» **TEXT EXTRACT**:
--- start ---
Friday, September 25, 2009

Foundation 101:
Finding Your Best Shade

I'm decidedly a cosmo-anarchist. In my makeup land, there are no rules, no laws- anything goes. However, if there were one, it would have something to do with the abolition of what we makeup artists know as "lines of demarcation." We've all seen them, the horrid mask lines on the jaw that appear when someone has applied a shade of foundation that is appallingly wrong. Lines that leave you asking yourself: "Can't she see it? Who does she think she's fooling?" As obvious as this condition is to the rest of us, it is rarely the choice of the afflicted. Choosing the correct foundation shade can be a daunting task; with an ever widening span of shades and tones available, how's a girl to tell what's the best for her? Believe it or not, a little 4th grade math can help. Confused? Read on.

The first step is to decide what depth your skin is: are you light, medium or dark? This is most likely something you're already aware of. If you're lighter or darker than most, then it's probably pretty obvious where you'll fall. If you're not sure, then you're most likely in the medium range. For now, don't worry about your undertones, just the depth of your skin.

When you get to the store, look at the entire range of foundation you're considering, and divide it into 3 equal parts- for light, medium, dark. If a line has 15 shades, you'll end up with 5 light, 5 medium and 5 dark shades. Realistically, most lines have more shades that will fall into the medium category than the light and deep, so if you can't divide the range into equal parts, lump the extras into this middle category. Ergo: If a line has 17 shades, consider 5 light, 5 dark and the other 7 medium.
--- end ---
Finish out the blog post on choosing a foundation shade, picking up after its last paragraph. The records that come next play no part in the work here.

» **RAW DATA**:
--- start ---
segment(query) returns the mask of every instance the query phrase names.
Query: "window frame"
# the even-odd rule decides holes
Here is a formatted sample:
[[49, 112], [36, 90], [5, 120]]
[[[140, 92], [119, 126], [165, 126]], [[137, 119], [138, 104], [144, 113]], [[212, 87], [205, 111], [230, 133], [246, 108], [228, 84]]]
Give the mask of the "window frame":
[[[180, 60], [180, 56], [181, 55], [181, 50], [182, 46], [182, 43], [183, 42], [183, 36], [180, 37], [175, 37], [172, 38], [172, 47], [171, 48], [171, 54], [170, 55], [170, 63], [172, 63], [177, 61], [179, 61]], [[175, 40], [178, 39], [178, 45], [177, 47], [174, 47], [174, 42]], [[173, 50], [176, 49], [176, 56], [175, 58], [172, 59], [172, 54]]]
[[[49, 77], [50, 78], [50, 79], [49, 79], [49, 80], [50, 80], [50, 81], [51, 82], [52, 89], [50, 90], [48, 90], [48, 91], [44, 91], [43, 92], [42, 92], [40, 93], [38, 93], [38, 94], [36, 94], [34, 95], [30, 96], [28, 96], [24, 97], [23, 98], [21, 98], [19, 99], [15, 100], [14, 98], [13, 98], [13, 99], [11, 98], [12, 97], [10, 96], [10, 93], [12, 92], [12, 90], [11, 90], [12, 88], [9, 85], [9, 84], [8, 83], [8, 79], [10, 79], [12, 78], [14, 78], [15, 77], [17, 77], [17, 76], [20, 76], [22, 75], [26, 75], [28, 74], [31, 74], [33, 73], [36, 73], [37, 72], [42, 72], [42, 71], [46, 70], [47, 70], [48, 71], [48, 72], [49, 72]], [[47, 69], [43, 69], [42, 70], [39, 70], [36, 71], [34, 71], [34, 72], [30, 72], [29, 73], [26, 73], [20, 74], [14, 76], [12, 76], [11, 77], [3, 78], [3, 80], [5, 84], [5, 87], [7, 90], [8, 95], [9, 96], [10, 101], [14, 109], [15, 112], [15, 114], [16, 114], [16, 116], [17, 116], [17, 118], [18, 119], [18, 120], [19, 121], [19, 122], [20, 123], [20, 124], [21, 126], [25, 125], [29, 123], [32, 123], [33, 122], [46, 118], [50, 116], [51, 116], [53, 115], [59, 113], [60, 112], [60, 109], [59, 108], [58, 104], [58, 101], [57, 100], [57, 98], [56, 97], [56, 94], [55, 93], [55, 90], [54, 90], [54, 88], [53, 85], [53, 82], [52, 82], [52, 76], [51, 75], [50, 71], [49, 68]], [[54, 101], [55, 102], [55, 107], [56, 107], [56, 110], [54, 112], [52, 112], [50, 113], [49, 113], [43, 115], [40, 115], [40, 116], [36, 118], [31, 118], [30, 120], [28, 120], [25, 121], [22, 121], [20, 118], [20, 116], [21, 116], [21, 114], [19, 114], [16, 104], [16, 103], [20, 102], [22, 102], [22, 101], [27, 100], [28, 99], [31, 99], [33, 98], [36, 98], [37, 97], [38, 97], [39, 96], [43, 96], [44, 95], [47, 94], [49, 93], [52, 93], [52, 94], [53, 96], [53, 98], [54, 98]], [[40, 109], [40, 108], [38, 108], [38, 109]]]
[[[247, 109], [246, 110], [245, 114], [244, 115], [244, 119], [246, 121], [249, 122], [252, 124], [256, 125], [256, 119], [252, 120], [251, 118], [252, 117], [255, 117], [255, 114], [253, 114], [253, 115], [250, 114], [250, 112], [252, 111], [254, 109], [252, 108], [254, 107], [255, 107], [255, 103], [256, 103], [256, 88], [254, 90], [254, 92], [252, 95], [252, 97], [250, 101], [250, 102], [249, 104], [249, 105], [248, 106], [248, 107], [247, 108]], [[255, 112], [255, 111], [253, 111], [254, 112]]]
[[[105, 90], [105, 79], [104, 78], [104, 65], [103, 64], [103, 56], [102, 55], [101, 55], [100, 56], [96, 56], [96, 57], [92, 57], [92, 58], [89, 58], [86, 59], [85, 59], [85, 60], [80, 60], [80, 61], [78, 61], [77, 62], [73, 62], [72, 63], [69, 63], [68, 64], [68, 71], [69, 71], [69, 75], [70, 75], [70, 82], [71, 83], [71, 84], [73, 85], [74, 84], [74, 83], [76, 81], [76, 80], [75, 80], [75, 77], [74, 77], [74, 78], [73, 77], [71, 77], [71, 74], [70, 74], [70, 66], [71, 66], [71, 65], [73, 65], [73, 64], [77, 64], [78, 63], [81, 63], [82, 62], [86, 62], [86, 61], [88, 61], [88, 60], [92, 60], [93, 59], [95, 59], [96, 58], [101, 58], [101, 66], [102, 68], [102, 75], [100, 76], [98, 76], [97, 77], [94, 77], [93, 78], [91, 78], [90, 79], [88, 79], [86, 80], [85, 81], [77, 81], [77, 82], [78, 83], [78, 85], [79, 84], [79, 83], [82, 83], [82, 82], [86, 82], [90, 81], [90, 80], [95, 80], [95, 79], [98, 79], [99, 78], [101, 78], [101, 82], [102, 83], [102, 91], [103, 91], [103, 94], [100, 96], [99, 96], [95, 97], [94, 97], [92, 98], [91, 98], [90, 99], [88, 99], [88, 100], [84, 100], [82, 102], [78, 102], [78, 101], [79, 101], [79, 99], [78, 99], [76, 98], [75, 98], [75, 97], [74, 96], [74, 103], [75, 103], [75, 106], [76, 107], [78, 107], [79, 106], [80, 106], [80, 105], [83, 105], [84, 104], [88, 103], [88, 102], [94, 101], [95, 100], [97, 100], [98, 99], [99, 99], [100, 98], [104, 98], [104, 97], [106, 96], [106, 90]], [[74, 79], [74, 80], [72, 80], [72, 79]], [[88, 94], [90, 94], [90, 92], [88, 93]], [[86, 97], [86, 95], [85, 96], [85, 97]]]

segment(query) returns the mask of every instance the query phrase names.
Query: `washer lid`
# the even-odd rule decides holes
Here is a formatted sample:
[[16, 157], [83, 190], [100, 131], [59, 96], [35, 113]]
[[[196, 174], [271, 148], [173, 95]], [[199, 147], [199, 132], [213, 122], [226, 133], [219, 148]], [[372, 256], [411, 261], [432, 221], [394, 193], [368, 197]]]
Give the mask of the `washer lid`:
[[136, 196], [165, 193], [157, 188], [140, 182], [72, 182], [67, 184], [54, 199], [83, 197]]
--- end ---
» **FINAL RESULT**:
Next it's swatch time. You're always going to swatch 3 shades to begin with. Say it with me- 3 shades! Even if you're positive where you fit in the spectrum, testing a few shades will ensure that you get the best match not only to the depth, but also the tone of your skin. So, going back to our example- say you've decided you're light. That means one of the first five shades should be your match. How do you decide which one without swatching all five? Simple- just decide where you fall in the spectrum of "light"; are you the lightest of the light, or more light/medium?If you decide you're definitely among the lightest, then the first 3 shades in your light group will be your test shades. If you're fair, but not super pale, go with the last 3 in that group. The same goes for medium and deep tones, just evaluate where you fall in that individual category.

When you're ready to swatch, make sure you're doing it on bare skin along your jaw line, since the goal is finding a match that blends seamlessly from your face to your neck. Testing on the back of your hand or the inside of your wrist won't cut it, the shades of skin from body part to body part can vary widely. Take a clean Q-tip for each test, and draw a vertical line with the makeup along your jaw, spacing the shades about an inch apart.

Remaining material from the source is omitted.